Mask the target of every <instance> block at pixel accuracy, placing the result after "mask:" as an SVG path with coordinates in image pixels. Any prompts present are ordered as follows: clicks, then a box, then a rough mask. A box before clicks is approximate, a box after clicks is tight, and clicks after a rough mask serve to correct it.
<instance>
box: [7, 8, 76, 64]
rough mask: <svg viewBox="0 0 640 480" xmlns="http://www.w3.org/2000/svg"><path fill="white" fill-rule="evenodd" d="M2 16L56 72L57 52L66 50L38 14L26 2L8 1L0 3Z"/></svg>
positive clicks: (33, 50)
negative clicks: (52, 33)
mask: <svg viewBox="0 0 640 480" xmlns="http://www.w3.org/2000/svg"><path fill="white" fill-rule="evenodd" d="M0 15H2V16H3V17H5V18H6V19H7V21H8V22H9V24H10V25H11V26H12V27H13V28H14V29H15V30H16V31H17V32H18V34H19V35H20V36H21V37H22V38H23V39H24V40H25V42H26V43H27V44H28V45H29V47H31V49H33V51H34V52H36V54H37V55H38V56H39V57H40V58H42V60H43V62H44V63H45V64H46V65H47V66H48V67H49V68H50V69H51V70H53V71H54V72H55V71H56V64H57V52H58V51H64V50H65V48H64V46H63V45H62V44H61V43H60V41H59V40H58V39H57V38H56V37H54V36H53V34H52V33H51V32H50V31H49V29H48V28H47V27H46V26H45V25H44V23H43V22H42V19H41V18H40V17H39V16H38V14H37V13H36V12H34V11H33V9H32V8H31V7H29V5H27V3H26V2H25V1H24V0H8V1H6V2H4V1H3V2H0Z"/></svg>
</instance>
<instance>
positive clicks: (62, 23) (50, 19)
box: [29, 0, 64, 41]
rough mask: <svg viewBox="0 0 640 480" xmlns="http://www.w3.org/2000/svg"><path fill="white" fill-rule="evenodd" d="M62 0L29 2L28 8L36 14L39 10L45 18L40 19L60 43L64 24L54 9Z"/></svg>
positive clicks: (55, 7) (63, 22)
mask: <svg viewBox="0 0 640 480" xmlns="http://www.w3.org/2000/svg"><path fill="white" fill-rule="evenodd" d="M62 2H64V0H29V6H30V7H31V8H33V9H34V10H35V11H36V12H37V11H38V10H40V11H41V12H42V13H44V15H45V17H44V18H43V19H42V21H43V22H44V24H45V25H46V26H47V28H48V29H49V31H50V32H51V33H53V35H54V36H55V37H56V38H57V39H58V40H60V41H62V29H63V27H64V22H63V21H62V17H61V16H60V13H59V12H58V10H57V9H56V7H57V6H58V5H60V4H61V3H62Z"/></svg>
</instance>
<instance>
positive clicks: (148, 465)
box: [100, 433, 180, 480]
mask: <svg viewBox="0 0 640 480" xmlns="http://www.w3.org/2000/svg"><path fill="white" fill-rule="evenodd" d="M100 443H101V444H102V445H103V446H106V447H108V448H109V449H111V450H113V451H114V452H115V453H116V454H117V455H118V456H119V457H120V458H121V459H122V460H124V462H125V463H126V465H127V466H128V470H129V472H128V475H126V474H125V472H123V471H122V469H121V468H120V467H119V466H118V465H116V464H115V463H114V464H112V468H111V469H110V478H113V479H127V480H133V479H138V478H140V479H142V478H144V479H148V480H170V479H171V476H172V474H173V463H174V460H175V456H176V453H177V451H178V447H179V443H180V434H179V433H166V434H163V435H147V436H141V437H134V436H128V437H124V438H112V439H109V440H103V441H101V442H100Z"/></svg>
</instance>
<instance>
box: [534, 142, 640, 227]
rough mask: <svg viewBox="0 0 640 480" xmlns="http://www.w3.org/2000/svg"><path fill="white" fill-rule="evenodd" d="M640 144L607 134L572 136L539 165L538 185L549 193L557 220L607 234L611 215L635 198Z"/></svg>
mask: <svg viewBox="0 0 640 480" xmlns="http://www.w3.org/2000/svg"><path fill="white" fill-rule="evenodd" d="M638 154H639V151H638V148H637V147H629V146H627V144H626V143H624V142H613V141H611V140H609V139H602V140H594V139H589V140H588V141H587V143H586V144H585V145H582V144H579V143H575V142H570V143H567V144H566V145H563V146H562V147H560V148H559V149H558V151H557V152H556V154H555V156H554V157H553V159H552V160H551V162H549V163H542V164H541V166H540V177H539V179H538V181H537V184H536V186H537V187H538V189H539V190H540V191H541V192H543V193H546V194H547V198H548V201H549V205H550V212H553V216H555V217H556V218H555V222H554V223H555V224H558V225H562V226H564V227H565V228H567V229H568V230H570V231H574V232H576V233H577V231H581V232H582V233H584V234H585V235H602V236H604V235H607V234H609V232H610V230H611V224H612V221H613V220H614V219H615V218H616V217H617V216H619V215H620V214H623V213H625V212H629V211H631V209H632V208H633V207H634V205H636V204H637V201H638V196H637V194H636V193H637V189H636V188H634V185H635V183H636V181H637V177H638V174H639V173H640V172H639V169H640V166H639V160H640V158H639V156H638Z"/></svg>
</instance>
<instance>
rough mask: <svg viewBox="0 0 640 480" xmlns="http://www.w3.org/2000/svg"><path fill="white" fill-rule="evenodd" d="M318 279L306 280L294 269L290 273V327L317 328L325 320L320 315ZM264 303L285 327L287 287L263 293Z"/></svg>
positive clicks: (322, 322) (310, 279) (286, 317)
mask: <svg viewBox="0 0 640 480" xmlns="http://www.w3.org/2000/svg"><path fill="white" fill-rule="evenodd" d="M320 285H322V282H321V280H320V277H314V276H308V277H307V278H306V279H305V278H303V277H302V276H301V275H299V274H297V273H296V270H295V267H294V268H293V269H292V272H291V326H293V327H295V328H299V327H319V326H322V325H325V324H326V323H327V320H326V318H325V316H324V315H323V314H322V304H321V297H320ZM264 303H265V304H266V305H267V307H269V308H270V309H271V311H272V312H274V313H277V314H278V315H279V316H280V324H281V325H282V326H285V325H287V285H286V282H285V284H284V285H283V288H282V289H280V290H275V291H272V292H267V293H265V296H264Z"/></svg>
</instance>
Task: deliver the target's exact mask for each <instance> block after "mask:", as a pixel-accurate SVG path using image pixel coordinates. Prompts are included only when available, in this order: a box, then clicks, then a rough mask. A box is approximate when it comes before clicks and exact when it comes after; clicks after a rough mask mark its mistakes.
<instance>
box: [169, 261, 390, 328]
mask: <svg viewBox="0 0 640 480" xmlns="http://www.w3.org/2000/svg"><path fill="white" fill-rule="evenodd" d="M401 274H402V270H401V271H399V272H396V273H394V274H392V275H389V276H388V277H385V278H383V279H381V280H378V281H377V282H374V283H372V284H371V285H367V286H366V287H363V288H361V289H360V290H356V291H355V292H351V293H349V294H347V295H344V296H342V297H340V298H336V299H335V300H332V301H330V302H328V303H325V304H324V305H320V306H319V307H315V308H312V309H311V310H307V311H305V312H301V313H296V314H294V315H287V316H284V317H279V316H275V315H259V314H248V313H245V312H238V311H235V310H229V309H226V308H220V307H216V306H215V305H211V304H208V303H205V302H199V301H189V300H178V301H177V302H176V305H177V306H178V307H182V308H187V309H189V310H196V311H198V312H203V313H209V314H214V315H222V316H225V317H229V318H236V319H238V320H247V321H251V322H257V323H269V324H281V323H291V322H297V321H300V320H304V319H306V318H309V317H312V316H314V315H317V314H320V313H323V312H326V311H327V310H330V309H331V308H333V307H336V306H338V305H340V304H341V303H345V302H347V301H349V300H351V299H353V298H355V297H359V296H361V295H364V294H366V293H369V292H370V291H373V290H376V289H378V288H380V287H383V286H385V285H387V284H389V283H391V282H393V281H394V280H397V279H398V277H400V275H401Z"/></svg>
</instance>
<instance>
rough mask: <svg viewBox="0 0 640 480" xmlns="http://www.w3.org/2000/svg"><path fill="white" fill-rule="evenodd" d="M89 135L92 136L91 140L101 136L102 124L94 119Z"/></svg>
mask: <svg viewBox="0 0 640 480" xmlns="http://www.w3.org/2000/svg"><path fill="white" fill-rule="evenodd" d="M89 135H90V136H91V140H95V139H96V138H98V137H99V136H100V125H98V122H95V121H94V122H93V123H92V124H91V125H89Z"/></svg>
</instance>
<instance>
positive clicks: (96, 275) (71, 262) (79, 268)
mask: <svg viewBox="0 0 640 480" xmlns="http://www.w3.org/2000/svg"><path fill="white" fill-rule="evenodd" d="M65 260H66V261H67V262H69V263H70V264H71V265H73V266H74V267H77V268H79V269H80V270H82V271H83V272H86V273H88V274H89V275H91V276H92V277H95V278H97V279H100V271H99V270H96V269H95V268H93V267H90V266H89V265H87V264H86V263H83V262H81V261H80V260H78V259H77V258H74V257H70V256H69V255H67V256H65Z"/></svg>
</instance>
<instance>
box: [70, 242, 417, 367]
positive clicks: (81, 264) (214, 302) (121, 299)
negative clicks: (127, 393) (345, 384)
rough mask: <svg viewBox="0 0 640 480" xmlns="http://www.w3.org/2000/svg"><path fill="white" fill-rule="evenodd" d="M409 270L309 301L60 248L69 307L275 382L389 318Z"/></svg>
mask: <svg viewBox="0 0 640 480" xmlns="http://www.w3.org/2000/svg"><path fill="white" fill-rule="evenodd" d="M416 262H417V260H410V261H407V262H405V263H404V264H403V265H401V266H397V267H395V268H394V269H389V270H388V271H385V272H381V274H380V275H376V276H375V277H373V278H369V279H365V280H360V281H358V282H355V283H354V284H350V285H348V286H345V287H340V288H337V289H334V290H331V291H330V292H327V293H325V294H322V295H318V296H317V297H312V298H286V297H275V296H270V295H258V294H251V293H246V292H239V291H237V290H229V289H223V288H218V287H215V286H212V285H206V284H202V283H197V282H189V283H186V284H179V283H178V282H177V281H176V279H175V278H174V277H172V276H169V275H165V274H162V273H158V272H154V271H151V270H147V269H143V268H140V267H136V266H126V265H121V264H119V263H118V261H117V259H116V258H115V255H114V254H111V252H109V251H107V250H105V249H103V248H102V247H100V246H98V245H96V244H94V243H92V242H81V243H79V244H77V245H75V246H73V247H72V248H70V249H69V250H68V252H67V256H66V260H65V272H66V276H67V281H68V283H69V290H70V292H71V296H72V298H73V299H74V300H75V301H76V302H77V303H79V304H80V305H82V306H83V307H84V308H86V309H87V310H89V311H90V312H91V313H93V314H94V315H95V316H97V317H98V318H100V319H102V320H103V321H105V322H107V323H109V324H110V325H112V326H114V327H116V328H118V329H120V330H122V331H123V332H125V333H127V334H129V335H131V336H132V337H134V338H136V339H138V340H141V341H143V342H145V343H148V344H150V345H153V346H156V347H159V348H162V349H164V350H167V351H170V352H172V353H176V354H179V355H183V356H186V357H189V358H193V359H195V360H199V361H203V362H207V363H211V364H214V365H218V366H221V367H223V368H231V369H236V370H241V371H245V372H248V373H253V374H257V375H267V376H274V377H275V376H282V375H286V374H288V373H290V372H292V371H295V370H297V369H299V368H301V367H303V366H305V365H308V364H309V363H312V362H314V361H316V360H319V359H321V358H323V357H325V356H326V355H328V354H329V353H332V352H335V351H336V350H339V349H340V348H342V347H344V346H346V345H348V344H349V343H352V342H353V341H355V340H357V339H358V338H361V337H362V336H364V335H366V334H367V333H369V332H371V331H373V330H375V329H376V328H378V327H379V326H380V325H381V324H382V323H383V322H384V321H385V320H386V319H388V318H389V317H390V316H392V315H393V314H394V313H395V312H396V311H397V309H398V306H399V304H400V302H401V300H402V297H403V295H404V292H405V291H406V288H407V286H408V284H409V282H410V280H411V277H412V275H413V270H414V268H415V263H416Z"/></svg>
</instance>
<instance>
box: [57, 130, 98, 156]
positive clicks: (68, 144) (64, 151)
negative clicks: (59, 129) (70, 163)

:::::

_What to produce:_
Set down, exactly as written, each line of the data from its opening line through the one containing "positive clicks: (33, 50)". Output nothing more.

_Answer:_
Mask the target of every <instance> block at pixel accuracy, placing the result after "mask:" as an SVG path with coordinates in image pixels. Any prompts present are ordered as follows: clicks, then a box, then a rough mask. A box before clicks is approximate, a box after clicks is tight, and clicks after a rough mask serve to correct it.
<instance>
box: [7, 8, 76, 64]
rough mask: <svg viewBox="0 0 640 480" xmlns="http://www.w3.org/2000/svg"><path fill="white" fill-rule="evenodd" d="M2 16L56 72L57 52L66 50L38 14L26 2L8 1L0 3Z"/></svg>
positive clicks: (33, 50)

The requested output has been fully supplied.